**SELECTED EXCERPT**:
By: Dr. Will Brooks, Ed.D., Firefighter
Walk into any fire station and ask the crew if anyone has ever suffered from depression. Watch the result. In the average house, silence is the most probable response. Silence, averted glances and changes in body language, all of which say “Let’s not go there.”
This is by no means always the response, but it is typical and may be part of what harms our firefighters.
Despite more than 30 years of work by groups such as the World Health Organization, the Canadian Mental Health Association and the Centre for Addiction and Mental Health to de-stigmatize depression, it is a mental illness and is therefore typically bound into misconceptions that few of us even know we hold.
Recently, we have seen an increase in awareness for the impact mental health issues have on fire service members. The following is a brief explanation of how depression, the most frequent aspect of firefighter mental distress, can appear.This also shows what all of us can do to help change the impact of depression on ourselves and others.
Keeping quiet about depression—whether your own depression or that of a friend—is like failing to write up a locked emergency exit on an inspection; you aren’t doing anyone a favor.
Part of the reason talking about depression doesn’t happen easily is that it is not part of the picture of the fearless firefighter “slaying” the “red devil.” Nuts to that one!
Another, and more easily understood reason is that depression has many meanings and many levels of impact on those who experience it and on those around them.
So, depression is like a fire. Some fires are of short duration and are managed quickly; others take longer, do more damage and require additional resources to stop. Rarely, there is a big one, a fire so awful that every resource available is brought to bear and the conflagration may last for a long time.
“Depression is similar to a townhouse apartment fire,” says Dr. Lori Gray, a clinical psychologist working in the field of mental health and first responders. “Initially, the fire may be small and can be fought with relative ease.”
Like a townhouse fire, depression might appear small and manageable to the average person. However, upon closer inspection, one realizes that just as a townhouse fire spreads to the neighboring units, depression slowly creeps into multiple areas of firefighters’ lives, including their jobs, marriages, relationships with their children, families and even hobbies like playing with making money apps they used to enjoy.
“As with townhouse fires, the spread of depression can go undetected to onlookers for some time but becomes obvious after much devastation has been caused,” said Dr. Gray.
We all know some folks for whom life seems more down than up, for whom life’s glass is always “more than half empty.” These people don’t feel good inside and it usually shows.
They tend to be downers and may mask this trait in a variety of ways in the firehouse. Constant cynical comments and jibes that go beyond the usual club room and kitchen banter might be a tipoff. Mental-health workers refer to this constant low level of unease as dysthymia. Folks with dysthymia will sometimes develop a more severe depression but by no means always.
More severe clinical depression can be slow to start or come on swiftly as a reaction to a critical event. Like a fire, depression might be invisible when the first-due rigs arrive, but when it shows itself, there is usually no doubt about what is going on.
Those with clinical depression will have experienced certain signs and symptoms most of the time for at least two weeks. The Canadian Mental Health Association website (DEPRESSION) helps those who think they might be suffering any form of depression to examine those feelings and determine whether they mark some type of depression.
Depression can be a killer if the individual suffering it reaches the point of suicidal thought and action. For some who are near this stage, a helpful friend who can point out resources and just be with the sufferer can sometimes be enough to prevent such destructive actions.

(Natural-language object grounding data)
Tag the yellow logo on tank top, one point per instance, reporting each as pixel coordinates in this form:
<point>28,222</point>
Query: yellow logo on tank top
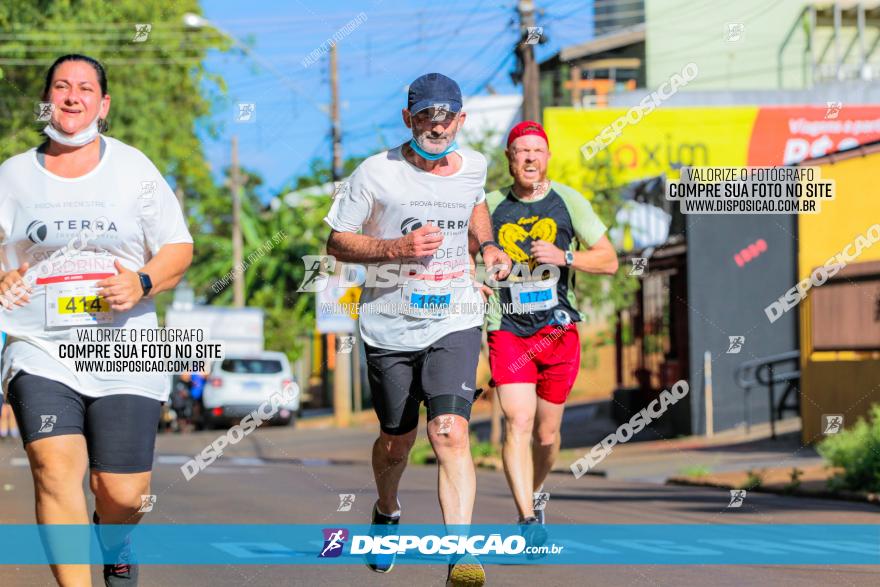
<point>510,235</point>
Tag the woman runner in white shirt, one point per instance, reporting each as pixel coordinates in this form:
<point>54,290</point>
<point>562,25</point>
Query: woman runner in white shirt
<point>139,246</point>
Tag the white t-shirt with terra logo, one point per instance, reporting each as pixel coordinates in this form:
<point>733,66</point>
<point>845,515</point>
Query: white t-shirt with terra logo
<point>386,198</point>
<point>131,211</point>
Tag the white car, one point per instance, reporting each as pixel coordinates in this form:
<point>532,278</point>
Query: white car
<point>239,384</point>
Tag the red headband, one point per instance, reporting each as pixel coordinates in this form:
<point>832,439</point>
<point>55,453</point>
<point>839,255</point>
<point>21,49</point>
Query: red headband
<point>526,127</point>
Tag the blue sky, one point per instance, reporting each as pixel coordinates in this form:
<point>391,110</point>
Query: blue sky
<point>468,40</point>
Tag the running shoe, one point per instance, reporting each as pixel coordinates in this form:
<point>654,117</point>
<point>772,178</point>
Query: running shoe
<point>539,504</point>
<point>534,533</point>
<point>382,525</point>
<point>466,572</point>
<point>123,573</point>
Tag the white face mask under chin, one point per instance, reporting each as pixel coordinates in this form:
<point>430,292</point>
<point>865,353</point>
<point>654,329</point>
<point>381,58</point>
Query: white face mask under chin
<point>83,137</point>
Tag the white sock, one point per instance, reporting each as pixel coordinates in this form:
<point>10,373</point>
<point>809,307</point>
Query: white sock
<point>395,514</point>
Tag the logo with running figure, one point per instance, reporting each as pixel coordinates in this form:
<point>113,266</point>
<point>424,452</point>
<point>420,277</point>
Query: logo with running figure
<point>147,503</point>
<point>735,344</point>
<point>346,500</point>
<point>737,497</point>
<point>318,269</point>
<point>37,231</point>
<point>346,344</point>
<point>44,111</point>
<point>334,542</point>
<point>832,423</point>
<point>515,239</point>
<point>141,32</point>
<point>533,35</point>
<point>47,423</point>
<point>639,265</point>
<point>410,224</point>
<point>539,501</point>
<point>441,111</point>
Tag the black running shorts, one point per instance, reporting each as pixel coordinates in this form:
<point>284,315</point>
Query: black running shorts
<point>120,430</point>
<point>442,375</point>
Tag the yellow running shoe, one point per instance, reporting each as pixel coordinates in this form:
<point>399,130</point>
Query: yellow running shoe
<point>466,572</point>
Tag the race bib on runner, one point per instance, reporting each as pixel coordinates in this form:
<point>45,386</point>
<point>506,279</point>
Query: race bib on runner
<point>421,300</point>
<point>72,297</point>
<point>533,296</point>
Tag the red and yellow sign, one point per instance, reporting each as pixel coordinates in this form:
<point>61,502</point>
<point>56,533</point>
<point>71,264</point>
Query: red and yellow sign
<point>669,138</point>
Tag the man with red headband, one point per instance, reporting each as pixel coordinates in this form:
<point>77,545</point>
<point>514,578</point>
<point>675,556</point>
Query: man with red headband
<point>534,350</point>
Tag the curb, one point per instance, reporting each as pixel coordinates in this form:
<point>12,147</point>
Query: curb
<point>856,496</point>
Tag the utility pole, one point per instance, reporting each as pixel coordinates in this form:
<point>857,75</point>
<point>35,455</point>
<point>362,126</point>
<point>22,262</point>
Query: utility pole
<point>237,254</point>
<point>526,54</point>
<point>342,375</point>
<point>334,115</point>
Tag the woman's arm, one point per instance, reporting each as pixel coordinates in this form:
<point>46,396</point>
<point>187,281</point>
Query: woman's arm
<point>166,269</point>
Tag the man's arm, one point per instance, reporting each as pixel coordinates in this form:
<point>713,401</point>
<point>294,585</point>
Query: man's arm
<point>601,258</point>
<point>480,227</point>
<point>480,231</point>
<point>350,247</point>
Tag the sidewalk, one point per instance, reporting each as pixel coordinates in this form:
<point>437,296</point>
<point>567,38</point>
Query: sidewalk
<point>731,450</point>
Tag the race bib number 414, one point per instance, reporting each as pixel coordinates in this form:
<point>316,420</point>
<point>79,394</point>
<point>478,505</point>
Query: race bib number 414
<point>76,304</point>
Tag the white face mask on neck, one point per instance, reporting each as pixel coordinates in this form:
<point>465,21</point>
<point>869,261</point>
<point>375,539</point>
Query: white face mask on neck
<point>83,137</point>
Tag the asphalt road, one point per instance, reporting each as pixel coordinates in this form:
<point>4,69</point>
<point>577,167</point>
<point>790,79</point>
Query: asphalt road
<point>295,477</point>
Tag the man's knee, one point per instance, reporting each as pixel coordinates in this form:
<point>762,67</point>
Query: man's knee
<point>519,424</point>
<point>397,446</point>
<point>449,432</point>
<point>546,436</point>
<point>119,495</point>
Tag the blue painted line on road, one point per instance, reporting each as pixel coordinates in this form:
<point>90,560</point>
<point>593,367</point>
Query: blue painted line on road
<point>574,544</point>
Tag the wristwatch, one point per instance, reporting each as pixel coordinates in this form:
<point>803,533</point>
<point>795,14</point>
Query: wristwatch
<point>485,244</point>
<point>146,283</point>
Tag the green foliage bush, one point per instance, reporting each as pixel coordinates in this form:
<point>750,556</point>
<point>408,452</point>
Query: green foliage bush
<point>857,451</point>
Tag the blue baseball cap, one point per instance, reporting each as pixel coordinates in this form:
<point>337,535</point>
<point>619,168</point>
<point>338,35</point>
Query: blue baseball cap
<point>432,90</point>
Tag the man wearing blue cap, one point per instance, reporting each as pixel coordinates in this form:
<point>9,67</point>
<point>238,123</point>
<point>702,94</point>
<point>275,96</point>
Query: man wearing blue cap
<point>409,212</point>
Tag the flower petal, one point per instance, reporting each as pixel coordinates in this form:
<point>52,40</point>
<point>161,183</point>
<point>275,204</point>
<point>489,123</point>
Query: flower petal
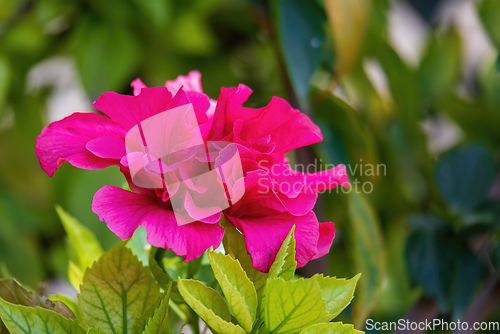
<point>129,110</point>
<point>326,236</point>
<point>124,211</point>
<point>264,236</point>
<point>65,140</point>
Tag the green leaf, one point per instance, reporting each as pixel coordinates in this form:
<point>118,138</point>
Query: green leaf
<point>237,287</point>
<point>86,246</point>
<point>139,245</point>
<point>369,254</point>
<point>116,290</point>
<point>444,269</point>
<point>75,275</point>
<point>96,331</point>
<point>336,292</point>
<point>158,311</point>
<point>234,245</point>
<point>290,306</point>
<point>11,291</point>
<point>284,265</point>
<point>155,255</point>
<point>158,323</point>
<point>106,55</point>
<point>349,21</point>
<point>299,25</point>
<point>70,303</point>
<point>331,328</point>
<point>347,138</point>
<point>209,305</point>
<point>465,176</point>
<point>25,320</point>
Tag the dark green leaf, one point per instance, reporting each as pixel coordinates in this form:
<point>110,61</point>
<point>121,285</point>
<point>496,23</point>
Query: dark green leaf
<point>26,320</point>
<point>284,265</point>
<point>464,177</point>
<point>209,305</point>
<point>290,306</point>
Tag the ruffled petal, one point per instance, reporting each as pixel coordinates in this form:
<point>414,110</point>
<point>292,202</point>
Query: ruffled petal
<point>137,85</point>
<point>264,236</point>
<point>288,128</point>
<point>129,110</point>
<point>108,147</point>
<point>66,140</point>
<point>124,211</point>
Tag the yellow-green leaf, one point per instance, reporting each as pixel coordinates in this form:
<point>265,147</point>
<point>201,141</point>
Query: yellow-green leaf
<point>68,303</point>
<point>85,244</point>
<point>116,290</point>
<point>26,320</point>
<point>154,319</point>
<point>11,291</point>
<point>331,328</point>
<point>209,305</point>
<point>337,293</point>
<point>369,255</point>
<point>234,245</point>
<point>290,306</point>
<point>75,275</point>
<point>284,265</point>
<point>237,287</point>
<point>95,331</point>
<point>349,21</point>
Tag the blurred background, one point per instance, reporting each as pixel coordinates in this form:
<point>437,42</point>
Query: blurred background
<point>407,94</point>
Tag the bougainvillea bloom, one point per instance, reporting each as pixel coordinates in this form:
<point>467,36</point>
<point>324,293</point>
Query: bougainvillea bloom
<point>266,197</point>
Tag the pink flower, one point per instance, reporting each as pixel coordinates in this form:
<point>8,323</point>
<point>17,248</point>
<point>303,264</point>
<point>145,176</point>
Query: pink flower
<point>274,197</point>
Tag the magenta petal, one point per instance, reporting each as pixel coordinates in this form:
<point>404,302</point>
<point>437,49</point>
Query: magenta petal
<point>108,147</point>
<point>264,236</point>
<point>65,140</point>
<point>129,110</point>
<point>326,236</point>
<point>137,85</point>
<point>124,211</point>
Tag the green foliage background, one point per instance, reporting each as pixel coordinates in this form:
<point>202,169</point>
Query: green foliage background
<point>429,231</point>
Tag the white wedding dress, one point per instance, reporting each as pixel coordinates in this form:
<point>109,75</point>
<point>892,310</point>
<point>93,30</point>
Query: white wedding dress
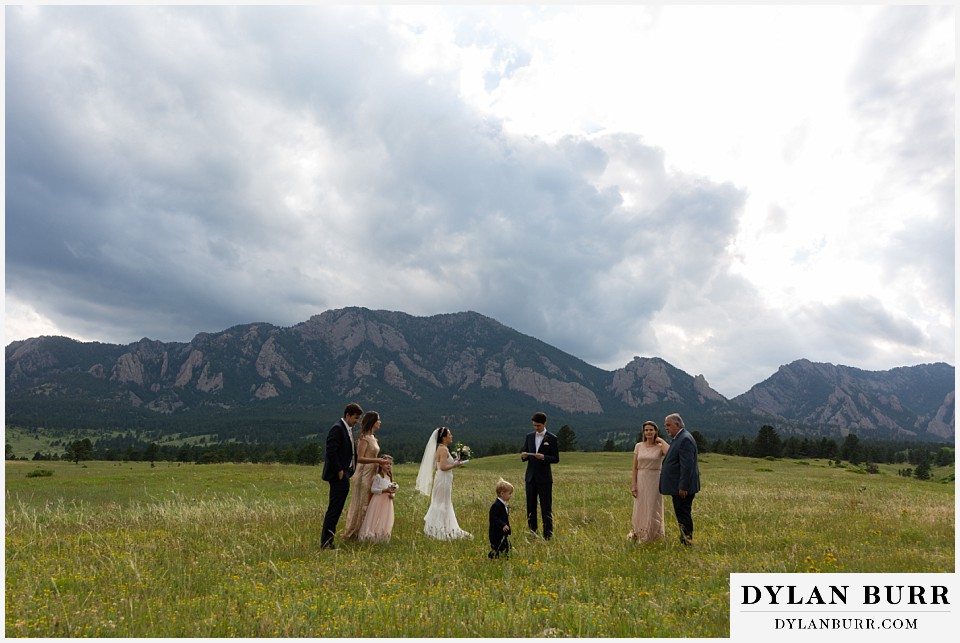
<point>440,521</point>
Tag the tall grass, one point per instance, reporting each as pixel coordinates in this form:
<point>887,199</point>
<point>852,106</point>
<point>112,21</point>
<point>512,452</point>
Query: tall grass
<point>129,550</point>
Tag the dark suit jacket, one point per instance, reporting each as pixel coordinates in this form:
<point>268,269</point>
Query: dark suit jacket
<point>498,518</point>
<point>539,470</point>
<point>339,453</point>
<point>679,469</point>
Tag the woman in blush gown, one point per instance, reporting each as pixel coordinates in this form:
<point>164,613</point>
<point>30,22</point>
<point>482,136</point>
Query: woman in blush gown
<point>647,520</point>
<point>367,464</point>
<point>440,521</point>
<point>378,523</point>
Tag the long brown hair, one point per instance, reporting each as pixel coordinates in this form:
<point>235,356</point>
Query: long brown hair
<point>380,468</point>
<point>366,424</point>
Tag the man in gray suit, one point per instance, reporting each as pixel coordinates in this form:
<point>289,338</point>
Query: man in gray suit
<point>680,475</point>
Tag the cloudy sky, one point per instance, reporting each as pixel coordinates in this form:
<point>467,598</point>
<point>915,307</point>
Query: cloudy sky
<point>730,188</point>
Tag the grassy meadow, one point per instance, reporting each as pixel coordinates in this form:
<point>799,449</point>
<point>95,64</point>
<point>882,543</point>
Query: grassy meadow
<point>110,549</point>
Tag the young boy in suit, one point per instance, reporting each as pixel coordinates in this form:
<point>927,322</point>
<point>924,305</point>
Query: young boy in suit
<point>500,520</point>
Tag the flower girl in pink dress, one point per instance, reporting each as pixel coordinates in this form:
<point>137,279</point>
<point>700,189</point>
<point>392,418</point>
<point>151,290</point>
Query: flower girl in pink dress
<point>378,523</point>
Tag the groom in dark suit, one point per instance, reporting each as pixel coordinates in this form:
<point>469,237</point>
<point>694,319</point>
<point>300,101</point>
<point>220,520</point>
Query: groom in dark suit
<point>680,475</point>
<point>339,462</point>
<point>540,451</point>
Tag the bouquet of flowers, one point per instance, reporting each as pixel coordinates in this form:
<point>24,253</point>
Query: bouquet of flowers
<point>461,451</point>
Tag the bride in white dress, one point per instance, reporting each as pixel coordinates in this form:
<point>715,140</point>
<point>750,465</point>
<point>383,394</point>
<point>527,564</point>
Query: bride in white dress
<point>440,521</point>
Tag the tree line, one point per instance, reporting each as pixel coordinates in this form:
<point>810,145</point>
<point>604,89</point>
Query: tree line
<point>917,456</point>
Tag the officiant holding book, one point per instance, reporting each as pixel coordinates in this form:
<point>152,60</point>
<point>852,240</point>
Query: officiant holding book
<point>540,451</point>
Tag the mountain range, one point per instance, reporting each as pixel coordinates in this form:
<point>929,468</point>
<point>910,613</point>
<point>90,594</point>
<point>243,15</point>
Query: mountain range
<point>461,369</point>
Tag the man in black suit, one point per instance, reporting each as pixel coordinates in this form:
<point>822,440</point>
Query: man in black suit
<point>540,451</point>
<point>680,474</point>
<point>339,462</point>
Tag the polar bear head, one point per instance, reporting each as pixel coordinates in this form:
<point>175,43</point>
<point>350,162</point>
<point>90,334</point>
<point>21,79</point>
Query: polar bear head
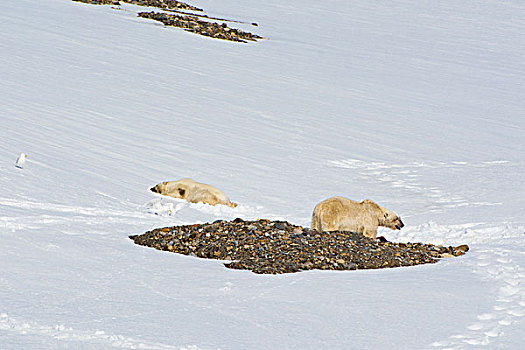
<point>390,219</point>
<point>173,188</point>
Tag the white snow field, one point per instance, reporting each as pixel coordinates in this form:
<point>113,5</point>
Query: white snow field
<point>418,105</point>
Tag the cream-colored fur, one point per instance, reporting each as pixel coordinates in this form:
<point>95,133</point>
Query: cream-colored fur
<point>343,214</point>
<point>193,192</point>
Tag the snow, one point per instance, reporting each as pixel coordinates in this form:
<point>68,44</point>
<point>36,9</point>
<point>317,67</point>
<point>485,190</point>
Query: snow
<point>417,105</point>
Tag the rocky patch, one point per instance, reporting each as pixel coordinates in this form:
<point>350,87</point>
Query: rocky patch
<point>274,247</point>
<point>195,25</point>
<point>162,4</point>
<point>187,21</point>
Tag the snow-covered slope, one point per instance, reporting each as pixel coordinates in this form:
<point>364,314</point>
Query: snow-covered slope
<point>418,105</point>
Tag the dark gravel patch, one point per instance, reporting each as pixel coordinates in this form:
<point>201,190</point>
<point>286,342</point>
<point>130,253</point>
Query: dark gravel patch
<point>190,22</point>
<point>195,25</point>
<point>274,247</point>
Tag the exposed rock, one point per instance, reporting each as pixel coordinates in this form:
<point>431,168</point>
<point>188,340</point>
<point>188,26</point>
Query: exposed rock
<point>195,25</point>
<point>275,247</point>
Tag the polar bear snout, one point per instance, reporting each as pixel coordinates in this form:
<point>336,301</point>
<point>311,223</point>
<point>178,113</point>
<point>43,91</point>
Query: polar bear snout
<point>398,224</point>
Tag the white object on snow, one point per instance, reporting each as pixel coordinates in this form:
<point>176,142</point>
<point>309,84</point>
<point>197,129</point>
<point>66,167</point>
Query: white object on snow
<point>21,160</point>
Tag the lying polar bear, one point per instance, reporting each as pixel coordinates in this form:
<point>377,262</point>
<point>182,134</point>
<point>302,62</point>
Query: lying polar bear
<point>193,192</point>
<point>343,214</point>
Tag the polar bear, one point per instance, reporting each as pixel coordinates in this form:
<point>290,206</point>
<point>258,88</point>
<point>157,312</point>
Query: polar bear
<point>193,192</point>
<point>343,214</point>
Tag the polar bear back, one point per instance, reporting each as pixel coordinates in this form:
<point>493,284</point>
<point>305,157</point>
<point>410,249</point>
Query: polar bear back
<point>343,214</point>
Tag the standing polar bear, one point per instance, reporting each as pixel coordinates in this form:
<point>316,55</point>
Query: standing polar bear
<point>343,214</point>
<point>193,192</point>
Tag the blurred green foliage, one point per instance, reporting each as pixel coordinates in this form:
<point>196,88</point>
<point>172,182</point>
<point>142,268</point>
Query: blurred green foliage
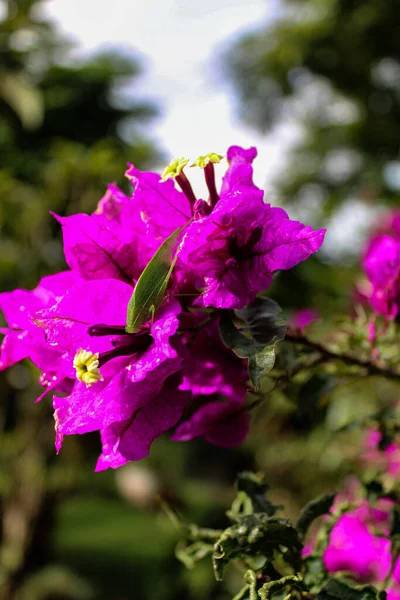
<point>333,68</point>
<point>65,131</point>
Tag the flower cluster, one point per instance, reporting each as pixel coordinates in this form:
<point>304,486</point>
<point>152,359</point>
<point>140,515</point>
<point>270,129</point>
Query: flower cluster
<point>382,266</point>
<point>133,383</point>
<point>359,543</point>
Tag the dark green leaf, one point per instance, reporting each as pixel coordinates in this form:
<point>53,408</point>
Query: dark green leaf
<point>150,288</point>
<point>256,488</point>
<point>340,589</point>
<point>272,587</point>
<point>254,338</point>
<point>314,509</point>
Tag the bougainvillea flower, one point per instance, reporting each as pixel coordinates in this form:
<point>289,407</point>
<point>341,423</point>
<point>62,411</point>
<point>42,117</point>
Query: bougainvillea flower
<point>235,250</point>
<point>95,251</point>
<point>352,547</point>
<point>221,423</point>
<point>382,266</point>
<point>156,210</point>
<point>131,439</point>
<point>128,370</point>
<point>24,339</point>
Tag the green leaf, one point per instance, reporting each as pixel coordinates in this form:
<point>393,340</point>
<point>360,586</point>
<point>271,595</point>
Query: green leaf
<point>314,509</point>
<point>256,488</point>
<point>255,336</point>
<point>150,288</point>
<point>340,589</point>
<point>23,98</point>
<point>262,321</point>
<point>256,535</point>
<point>272,587</point>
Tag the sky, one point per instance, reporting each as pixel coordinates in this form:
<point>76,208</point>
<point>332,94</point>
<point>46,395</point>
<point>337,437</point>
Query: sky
<point>178,41</point>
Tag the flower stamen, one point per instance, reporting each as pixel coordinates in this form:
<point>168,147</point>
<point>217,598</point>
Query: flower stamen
<point>86,365</point>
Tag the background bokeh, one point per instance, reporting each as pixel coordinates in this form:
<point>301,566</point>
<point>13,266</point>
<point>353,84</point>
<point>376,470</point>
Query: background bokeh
<point>314,83</point>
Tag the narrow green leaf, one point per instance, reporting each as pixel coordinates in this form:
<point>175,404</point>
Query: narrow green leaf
<point>259,329</point>
<point>314,509</point>
<point>150,288</point>
<point>256,489</point>
<point>340,589</point>
<point>272,587</point>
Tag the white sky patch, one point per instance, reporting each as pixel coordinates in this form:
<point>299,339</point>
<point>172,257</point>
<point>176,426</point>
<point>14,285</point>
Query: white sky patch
<point>177,40</point>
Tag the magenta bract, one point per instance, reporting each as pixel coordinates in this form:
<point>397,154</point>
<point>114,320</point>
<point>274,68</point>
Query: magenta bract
<point>174,370</point>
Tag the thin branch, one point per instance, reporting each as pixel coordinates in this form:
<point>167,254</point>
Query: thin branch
<point>349,359</point>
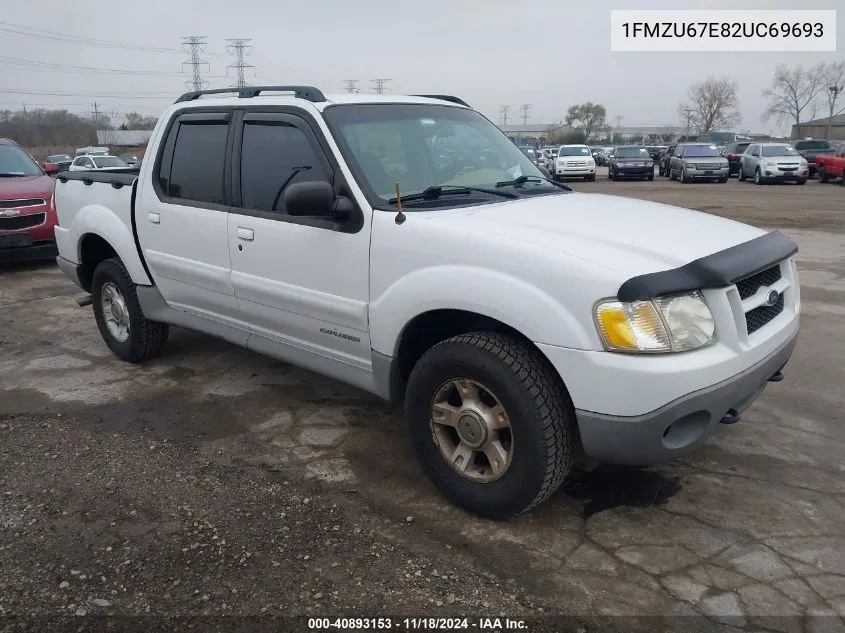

**WORK ITEM**:
Answer these questions from the article on firefighters and depression:
(a) What is Dr. Lori Gray's profession and field of work?
(b) What do mental-health workers call a constant low level of unease?
(c) For how long will people with clinical depression have experienced certain signs and symptoms most of the time?

**EXERCISE ANSWER**:
(a) She is a clinical psychologist working in the field of mental health and first responders.
(b) Dysthymia.
(c) At least two weeks.